§ Exercise instructions: Only the lines that contain the string "leafy" belong in the answer; pull them from the records.
── Entries shown ──
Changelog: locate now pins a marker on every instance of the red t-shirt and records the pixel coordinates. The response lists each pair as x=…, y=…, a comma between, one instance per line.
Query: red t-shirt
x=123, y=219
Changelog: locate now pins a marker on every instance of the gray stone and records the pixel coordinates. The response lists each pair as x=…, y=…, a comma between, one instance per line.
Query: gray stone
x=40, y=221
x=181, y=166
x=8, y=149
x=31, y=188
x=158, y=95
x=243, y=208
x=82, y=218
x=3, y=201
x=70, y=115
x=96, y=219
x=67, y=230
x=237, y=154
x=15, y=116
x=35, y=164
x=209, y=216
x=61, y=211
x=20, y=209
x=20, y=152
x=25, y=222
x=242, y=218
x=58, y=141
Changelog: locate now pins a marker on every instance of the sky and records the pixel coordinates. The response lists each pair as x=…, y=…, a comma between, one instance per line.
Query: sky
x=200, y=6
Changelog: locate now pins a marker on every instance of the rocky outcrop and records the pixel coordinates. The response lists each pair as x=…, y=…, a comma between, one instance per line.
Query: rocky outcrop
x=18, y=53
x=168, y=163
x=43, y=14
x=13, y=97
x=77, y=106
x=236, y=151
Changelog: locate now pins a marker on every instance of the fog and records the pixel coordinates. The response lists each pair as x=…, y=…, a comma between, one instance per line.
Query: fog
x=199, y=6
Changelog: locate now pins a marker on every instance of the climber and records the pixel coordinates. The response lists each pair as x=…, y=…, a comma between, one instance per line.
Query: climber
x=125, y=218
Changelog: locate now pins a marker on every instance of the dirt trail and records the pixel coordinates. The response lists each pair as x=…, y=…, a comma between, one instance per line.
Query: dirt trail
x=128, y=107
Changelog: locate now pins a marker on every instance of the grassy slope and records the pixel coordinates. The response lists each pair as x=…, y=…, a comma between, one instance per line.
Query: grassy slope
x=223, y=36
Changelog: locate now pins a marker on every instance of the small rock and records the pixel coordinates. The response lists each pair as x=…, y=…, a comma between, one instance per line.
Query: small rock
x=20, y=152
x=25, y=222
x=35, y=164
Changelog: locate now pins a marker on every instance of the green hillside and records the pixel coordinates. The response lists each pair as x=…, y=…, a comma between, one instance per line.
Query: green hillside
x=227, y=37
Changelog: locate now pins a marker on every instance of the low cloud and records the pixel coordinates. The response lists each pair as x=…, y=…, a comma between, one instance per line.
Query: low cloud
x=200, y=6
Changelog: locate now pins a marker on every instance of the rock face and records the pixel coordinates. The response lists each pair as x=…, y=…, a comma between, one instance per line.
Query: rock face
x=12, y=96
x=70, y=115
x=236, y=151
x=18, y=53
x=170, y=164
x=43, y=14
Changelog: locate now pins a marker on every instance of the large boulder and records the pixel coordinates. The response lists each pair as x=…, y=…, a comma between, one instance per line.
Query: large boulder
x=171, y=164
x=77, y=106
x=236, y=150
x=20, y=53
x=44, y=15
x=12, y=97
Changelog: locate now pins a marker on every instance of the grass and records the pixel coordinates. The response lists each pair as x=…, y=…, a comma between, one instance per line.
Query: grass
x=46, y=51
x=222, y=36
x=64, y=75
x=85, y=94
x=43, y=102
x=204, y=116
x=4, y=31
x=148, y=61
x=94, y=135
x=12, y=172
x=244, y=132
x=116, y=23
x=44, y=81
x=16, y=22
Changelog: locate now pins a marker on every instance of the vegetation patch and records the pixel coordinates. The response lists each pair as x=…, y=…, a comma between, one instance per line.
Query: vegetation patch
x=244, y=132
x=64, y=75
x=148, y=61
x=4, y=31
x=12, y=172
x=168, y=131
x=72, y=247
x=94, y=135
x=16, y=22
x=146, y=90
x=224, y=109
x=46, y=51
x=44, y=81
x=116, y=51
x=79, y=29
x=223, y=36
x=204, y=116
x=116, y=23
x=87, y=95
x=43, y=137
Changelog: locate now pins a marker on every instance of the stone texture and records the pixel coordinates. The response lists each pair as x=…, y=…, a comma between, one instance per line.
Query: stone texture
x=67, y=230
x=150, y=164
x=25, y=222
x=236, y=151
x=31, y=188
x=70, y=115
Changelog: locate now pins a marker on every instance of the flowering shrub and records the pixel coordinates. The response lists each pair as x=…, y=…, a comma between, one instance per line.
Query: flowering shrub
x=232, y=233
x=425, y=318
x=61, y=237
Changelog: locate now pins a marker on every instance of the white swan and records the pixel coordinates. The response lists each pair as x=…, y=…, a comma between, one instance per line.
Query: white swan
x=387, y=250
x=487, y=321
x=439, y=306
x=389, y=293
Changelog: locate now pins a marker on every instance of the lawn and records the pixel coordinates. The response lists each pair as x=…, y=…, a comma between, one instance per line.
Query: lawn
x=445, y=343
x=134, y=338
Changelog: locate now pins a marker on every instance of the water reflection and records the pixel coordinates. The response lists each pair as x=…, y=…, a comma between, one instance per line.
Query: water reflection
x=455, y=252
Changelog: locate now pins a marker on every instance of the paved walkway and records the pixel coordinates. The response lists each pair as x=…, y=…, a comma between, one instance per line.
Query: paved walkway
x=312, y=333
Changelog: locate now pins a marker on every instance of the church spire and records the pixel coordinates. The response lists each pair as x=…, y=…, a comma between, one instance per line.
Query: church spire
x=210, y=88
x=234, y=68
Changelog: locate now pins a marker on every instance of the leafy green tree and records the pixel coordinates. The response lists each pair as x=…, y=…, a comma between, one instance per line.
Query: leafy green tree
───
§ Response below:
Changelog: locate now pins a marker on every instance of the leafy green tree and records the pixel coordinates. The response lists each pair as x=…, y=…, a comma between, one instance per line.
Query: leafy green tree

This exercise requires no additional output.